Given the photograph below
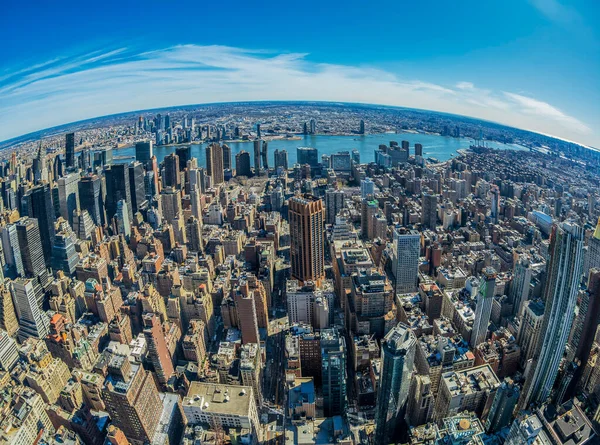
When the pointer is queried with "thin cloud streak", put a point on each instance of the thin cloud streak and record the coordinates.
(122, 80)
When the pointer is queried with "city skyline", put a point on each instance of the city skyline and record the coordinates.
(478, 79)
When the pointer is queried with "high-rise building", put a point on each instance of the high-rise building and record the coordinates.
(226, 157)
(117, 188)
(503, 406)
(33, 322)
(171, 176)
(137, 187)
(158, 353)
(560, 295)
(32, 252)
(483, 308)
(334, 202)
(333, 372)
(242, 164)
(306, 216)
(132, 399)
(214, 163)
(70, 150)
(367, 188)
(144, 152)
(429, 211)
(281, 159)
(68, 195)
(39, 206)
(91, 199)
(397, 363)
(257, 145)
(407, 247)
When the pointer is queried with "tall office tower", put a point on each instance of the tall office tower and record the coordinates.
(333, 372)
(407, 248)
(334, 202)
(397, 362)
(158, 351)
(520, 284)
(117, 188)
(214, 163)
(495, 204)
(257, 144)
(132, 399)
(32, 252)
(247, 317)
(429, 211)
(184, 154)
(33, 322)
(265, 155)
(9, 354)
(367, 188)
(306, 215)
(39, 206)
(226, 157)
(560, 294)
(307, 155)
(171, 176)
(592, 259)
(171, 204)
(90, 198)
(70, 150)
(418, 150)
(122, 218)
(483, 310)
(281, 159)
(505, 400)
(136, 186)
(68, 195)
(530, 327)
(8, 316)
(242, 164)
(143, 152)
(64, 255)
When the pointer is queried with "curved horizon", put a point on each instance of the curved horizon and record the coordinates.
(100, 84)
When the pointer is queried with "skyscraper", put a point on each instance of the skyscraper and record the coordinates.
(158, 353)
(333, 372)
(33, 322)
(397, 362)
(257, 144)
(214, 163)
(171, 176)
(32, 253)
(144, 152)
(560, 295)
(68, 195)
(483, 310)
(429, 211)
(70, 150)
(306, 217)
(117, 188)
(39, 206)
(226, 157)
(91, 199)
(136, 186)
(132, 399)
(407, 248)
(242, 164)
(281, 159)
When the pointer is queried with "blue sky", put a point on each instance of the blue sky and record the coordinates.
(533, 64)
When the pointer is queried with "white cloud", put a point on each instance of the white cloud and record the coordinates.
(82, 87)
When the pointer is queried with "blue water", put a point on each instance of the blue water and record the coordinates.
(439, 147)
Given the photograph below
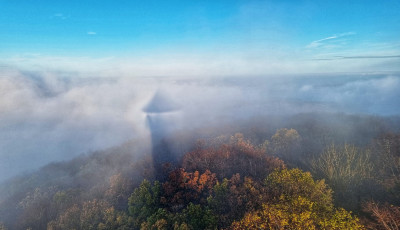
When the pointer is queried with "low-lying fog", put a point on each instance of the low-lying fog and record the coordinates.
(47, 117)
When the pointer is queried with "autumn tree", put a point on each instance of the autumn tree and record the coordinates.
(183, 187)
(144, 201)
(232, 198)
(297, 202)
(347, 169)
(385, 216)
(226, 158)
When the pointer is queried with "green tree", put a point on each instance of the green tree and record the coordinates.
(297, 202)
(144, 201)
(346, 169)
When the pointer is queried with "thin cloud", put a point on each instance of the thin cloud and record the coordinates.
(60, 16)
(321, 42)
(357, 57)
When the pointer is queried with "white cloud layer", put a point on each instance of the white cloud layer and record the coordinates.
(46, 117)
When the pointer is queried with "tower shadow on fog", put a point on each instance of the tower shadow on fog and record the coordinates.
(159, 113)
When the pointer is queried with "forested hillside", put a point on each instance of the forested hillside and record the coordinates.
(306, 171)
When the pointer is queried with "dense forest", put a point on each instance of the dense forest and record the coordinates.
(304, 171)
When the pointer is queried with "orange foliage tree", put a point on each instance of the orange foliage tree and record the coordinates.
(234, 156)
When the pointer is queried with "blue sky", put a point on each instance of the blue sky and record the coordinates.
(201, 37)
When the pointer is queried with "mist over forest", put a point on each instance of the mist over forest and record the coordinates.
(47, 117)
(79, 150)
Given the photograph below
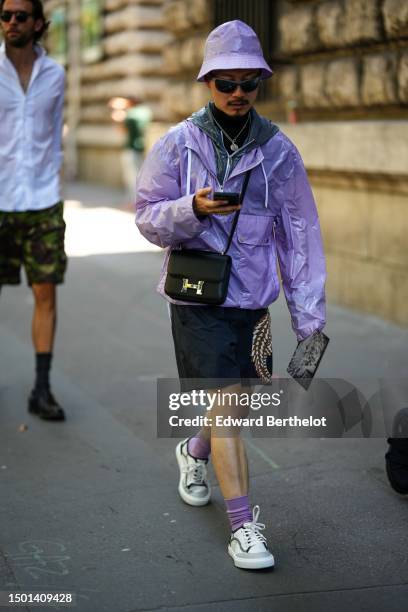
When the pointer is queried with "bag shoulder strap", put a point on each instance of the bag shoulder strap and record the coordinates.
(241, 199)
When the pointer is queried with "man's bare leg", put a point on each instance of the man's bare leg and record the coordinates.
(41, 401)
(44, 317)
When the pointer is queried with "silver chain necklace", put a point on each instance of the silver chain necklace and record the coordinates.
(234, 147)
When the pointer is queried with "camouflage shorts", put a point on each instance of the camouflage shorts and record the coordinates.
(34, 239)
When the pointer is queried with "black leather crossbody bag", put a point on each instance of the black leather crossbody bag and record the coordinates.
(202, 276)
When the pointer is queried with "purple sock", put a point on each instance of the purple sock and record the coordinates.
(238, 511)
(198, 447)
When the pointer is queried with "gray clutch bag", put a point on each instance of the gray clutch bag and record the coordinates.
(306, 358)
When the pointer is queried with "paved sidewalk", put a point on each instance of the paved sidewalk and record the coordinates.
(91, 506)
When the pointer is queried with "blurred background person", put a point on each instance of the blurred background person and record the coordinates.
(134, 117)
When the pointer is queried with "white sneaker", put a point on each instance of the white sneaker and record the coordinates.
(248, 547)
(194, 489)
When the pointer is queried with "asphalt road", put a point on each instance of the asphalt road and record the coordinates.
(91, 506)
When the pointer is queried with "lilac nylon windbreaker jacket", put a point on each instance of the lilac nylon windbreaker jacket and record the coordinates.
(278, 219)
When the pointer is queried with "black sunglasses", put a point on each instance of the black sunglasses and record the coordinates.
(21, 16)
(226, 86)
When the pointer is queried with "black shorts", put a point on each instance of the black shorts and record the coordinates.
(217, 344)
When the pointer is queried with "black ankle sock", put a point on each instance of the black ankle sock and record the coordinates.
(42, 367)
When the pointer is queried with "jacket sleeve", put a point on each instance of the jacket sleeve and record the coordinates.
(163, 215)
(300, 254)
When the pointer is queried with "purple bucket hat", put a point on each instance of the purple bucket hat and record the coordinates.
(233, 45)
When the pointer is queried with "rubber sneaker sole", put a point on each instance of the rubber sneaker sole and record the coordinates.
(261, 562)
(191, 500)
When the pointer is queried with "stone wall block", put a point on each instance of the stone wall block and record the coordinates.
(342, 83)
(395, 13)
(379, 84)
(400, 293)
(289, 87)
(171, 58)
(176, 16)
(114, 5)
(298, 30)
(151, 41)
(134, 18)
(403, 78)
(362, 21)
(147, 89)
(177, 99)
(313, 85)
(199, 12)
(125, 65)
(330, 24)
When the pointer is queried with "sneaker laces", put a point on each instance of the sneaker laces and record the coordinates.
(197, 471)
(252, 529)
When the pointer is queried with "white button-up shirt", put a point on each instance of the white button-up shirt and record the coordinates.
(30, 134)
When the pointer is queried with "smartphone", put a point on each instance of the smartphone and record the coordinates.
(231, 197)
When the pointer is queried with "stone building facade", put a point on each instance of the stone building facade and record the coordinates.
(340, 91)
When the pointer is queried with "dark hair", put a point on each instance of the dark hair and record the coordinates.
(38, 13)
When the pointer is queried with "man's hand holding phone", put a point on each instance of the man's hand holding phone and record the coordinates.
(223, 203)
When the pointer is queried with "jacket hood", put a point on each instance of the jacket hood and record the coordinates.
(261, 131)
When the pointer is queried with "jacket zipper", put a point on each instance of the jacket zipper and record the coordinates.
(229, 162)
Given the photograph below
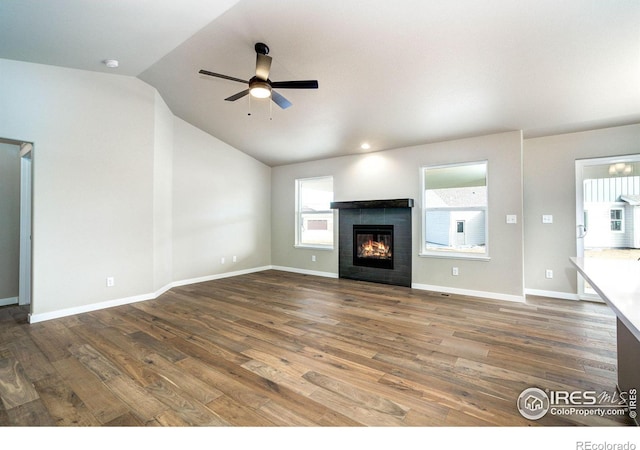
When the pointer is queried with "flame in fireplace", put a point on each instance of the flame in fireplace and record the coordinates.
(374, 249)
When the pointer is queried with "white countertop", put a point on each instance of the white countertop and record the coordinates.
(617, 281)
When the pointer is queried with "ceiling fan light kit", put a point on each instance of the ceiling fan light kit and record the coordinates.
(260, 86)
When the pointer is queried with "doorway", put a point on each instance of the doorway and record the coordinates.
(16, 197)
(607, 212)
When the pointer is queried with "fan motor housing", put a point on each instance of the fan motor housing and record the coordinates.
(261, 48)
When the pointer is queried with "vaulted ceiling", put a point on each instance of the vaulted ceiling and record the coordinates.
(392, 74)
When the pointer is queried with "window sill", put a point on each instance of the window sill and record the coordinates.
(470, 257)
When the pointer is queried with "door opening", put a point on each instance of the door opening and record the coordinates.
(24, 292)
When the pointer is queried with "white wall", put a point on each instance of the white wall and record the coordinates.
(221, 207)
(162, 195)
(396, 174)
(109, 161)
(549, 188)
(9, 222)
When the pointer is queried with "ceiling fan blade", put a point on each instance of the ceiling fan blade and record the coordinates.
(235, 97)
(302, 84)
(263, 66)
(226, 77)
(280, 100)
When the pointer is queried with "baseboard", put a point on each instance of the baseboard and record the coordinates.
(551, 294)
(34, 318)
(217, 276)
(305, 271)
(469, 292)
(8, 301)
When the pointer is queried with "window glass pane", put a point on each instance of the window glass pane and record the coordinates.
(314, 216)
(455, 209)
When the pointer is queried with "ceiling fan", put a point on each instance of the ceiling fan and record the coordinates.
(260, 86)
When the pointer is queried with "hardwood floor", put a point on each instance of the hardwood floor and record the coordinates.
(282, 349)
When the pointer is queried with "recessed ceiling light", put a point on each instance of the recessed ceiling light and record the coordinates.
(111, 63)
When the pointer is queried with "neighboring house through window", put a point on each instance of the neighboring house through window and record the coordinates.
(455, 210)
(617, 219)
(314, 216)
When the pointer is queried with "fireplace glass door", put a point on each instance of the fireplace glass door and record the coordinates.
(373, 246)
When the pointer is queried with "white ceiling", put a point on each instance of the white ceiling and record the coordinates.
(393, 74)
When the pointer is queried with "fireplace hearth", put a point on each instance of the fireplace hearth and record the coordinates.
(374, 240)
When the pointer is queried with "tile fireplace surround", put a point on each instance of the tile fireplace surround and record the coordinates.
(396, 212)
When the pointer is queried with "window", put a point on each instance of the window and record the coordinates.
(617, 219)
(455, 210)
(314, 216)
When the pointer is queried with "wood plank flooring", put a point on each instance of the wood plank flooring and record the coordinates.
(277, 349)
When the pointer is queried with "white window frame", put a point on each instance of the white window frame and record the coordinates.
(299, 219)
(424, 252)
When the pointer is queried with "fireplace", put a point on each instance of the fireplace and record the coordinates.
(373, 246)
(374, 240)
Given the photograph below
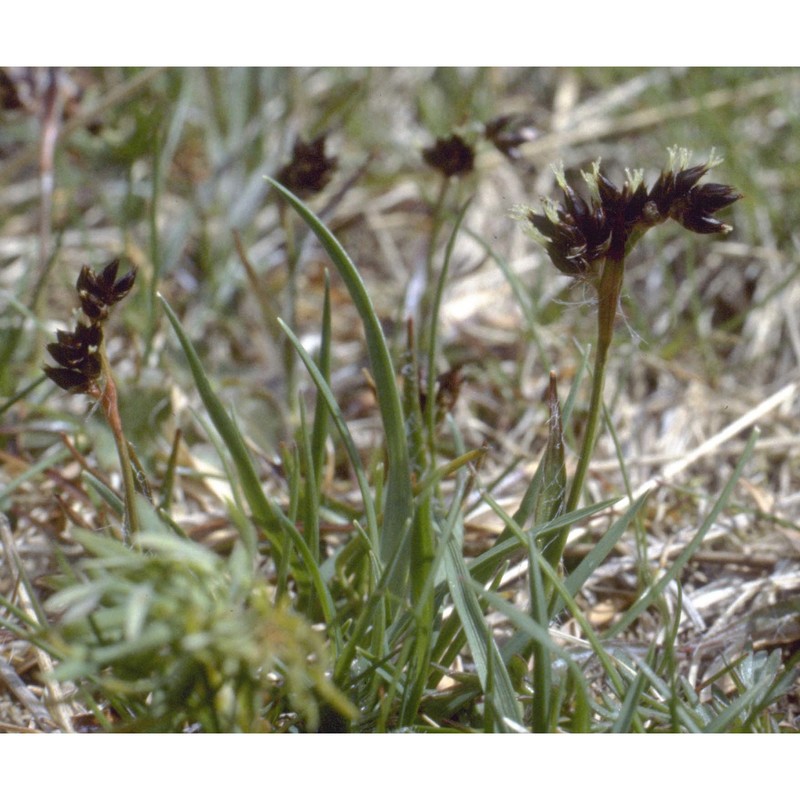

++++

## Short problem:
How many lines of the records above contain the word "tree"? Reply with the number alone.

## Correct answer:
3